SET TASK:
Write out the listing below from the line containing "find the black back" to its last line, unaltered, ends included.

BEGIN INPUT FOR THIS TASK

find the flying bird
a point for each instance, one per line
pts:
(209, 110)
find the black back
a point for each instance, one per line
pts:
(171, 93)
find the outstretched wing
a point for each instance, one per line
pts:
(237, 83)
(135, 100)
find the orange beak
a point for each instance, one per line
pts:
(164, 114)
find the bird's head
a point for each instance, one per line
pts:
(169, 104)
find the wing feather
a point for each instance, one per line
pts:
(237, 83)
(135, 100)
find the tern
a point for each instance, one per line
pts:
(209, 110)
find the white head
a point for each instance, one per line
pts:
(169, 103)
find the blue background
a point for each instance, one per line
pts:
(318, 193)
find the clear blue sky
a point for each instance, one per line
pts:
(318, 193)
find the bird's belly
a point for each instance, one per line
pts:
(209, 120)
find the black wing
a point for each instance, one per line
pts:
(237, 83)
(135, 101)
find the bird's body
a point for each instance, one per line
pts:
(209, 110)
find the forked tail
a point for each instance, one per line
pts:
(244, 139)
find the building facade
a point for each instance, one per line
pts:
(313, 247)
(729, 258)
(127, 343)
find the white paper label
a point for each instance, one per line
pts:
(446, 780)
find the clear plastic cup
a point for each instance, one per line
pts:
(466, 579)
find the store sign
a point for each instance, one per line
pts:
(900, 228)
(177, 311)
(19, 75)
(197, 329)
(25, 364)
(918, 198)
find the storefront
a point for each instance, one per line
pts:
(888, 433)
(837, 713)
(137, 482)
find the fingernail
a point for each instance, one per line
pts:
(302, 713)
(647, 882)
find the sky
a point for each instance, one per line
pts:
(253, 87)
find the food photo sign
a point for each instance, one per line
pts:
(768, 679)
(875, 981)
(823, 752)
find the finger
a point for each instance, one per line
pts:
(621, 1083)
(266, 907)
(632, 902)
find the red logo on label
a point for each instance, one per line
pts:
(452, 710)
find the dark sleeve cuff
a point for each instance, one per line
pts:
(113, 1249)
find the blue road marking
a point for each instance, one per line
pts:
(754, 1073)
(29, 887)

END INPUT FOR THIS TASK

COMPLETED EXERCISE:
find the black back
a point for each instance, one per line
pts:
(171, 93)
find the outstretched wing
a point for each instance, one per line
pts:
(237, 83)
(135, 100)
find the orange beak
a point for each instance, one per line
pts:
(164, 114)
find the bird's head
a point for each instance, one per line
pts:
(169, 104)
find the wing feather
a point for each instance, one per line
pts:
(237, 83)
(135, 100)
find the tern
a point for each instance, one per line
pts:
(209, 110)
find the white head
a point for each instance, one per line
pts:
(169, 103)
find the blue background
a point for each instance, one per line
pts:
(318, 193)
find the clear blue sky
a point for each instance, one per line
pts:
(318, 193)
find the bird's belly
a point for each instance, one per line
pts:
(209, 120)
find the black wing
a point for each instance, one per line
pts:
(237, 83)
(135, 101)
find the bird's body
a point for each instance, one per line
pts:
(209, 110)
find the forked tail
a point for each instance, one per line
pts:
(244, 139)
find the building facade
a point for each instance, one per line
pts:
(313, 247)
(729, 258)
(127, 343)
find the white paper label
a point for each instance, one per line
pts:
(446, 780)
find the clear plastic cup
a point for each instance, one per line
pts:
(466, 579)
find the store sign
a point for each instance, one per line
pts:
(900, 228)
(177, 311)
(19, 75)
(197, 329)
(25, 364)
(918, 198)
find the storefront
a point for each instance, one per line
pts:
(888, 433)
(837, 713)
(137, 482)
find the fingernail
a point for each instance, one per line
pts:
(302, 713)
(647, 882)
find the sky
a point for each instance, one per line
pts:
(253, 87)
find the food photo sign
a point for each instance, one per line
pts:
(768, 679)
(875, 981)
(823, 752)
find the finger
a point for each instance, one per line
pts:
(621, 1083)
(266, 907)
(632, 902)
find the red logo on label
a point for each instance, one per line
pts:
(452, 710)
find the dark sleeve cuff
a point for each instance, one per line
pts:
(113, 1249)
find the blue road marking
a point for each instance, one per line
pts:
(754, 1073)
(29, 887)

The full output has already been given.